Source document
/---

[Xorp-hackers] Problems migrating a routing protocol...

Mark Handley M.Handley@cs.ucl.ac.uk
Thu, 16 Dec 2004 08:57:44 +0000


>Some seconds after this, I get the following report in the router manager:
>
>[ 2004/12/15 16:47:46  ERROR xorp_rtrmgr:2116 FINDER +85
>finder_xrl_queue.hh dispatch_cb ] Sent xrl got response 211 Reply timed out
>[ 2004/12/15 16:47:46  ERROR xorp_rtrmgr:2116 FINDER +85
>finder_xrl_queue.hh dispatch_cb ] Sent xrl got response 211 Reply timed out
>[ 2004/12/15 16:47:46 INFO xorp_rib RIB ] Received death event for
>protocol test shutting down -------
>OriginTable: test
>IGP
>next table = Redist:test
>
>It seems to me that the RIB tries to call the callback function I have
>sent in the send_add_interface_route4 call, but for some reason it
>times-out. And finally, the router manager thinks that my routing
>protocol died, but in fact it keeps running as nothing has happened.
>Does anybody have any idea of what could be happening? Why the RIB can
>not call the callback function?

The most likely problem is that the eventloop isn't getting control
frequently enough.  

If your process is single-threaded, then the eventloop needs to be at
the heart of the process.  Normally the main execution loop should
look something like:

    while (!_done) {
        _eventloop.run();
    }

Then everything else is a call back from a registered timer or a event
handler.  You then need to make sure that all event handlers do
return, and that they all return withing a second or so.  If you need
an event handler to take longer than that, then there are techniques
we use, but I won't go in to detail on those here unless you think
that might be the problem.

\---

Data section
/---

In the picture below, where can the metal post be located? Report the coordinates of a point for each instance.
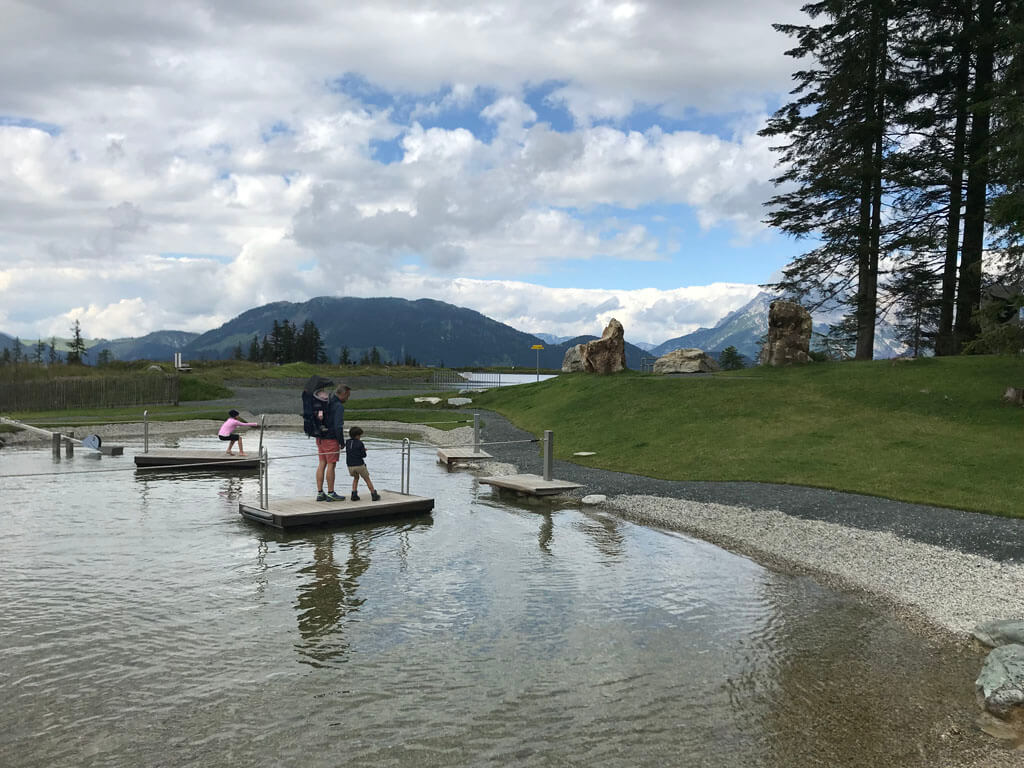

\---

Work to be completed
In the mailing-list reply about migrating a routing protocol, what is named as the most likely problem?

Exercise output
The eventloop isn't getting control frequently enough.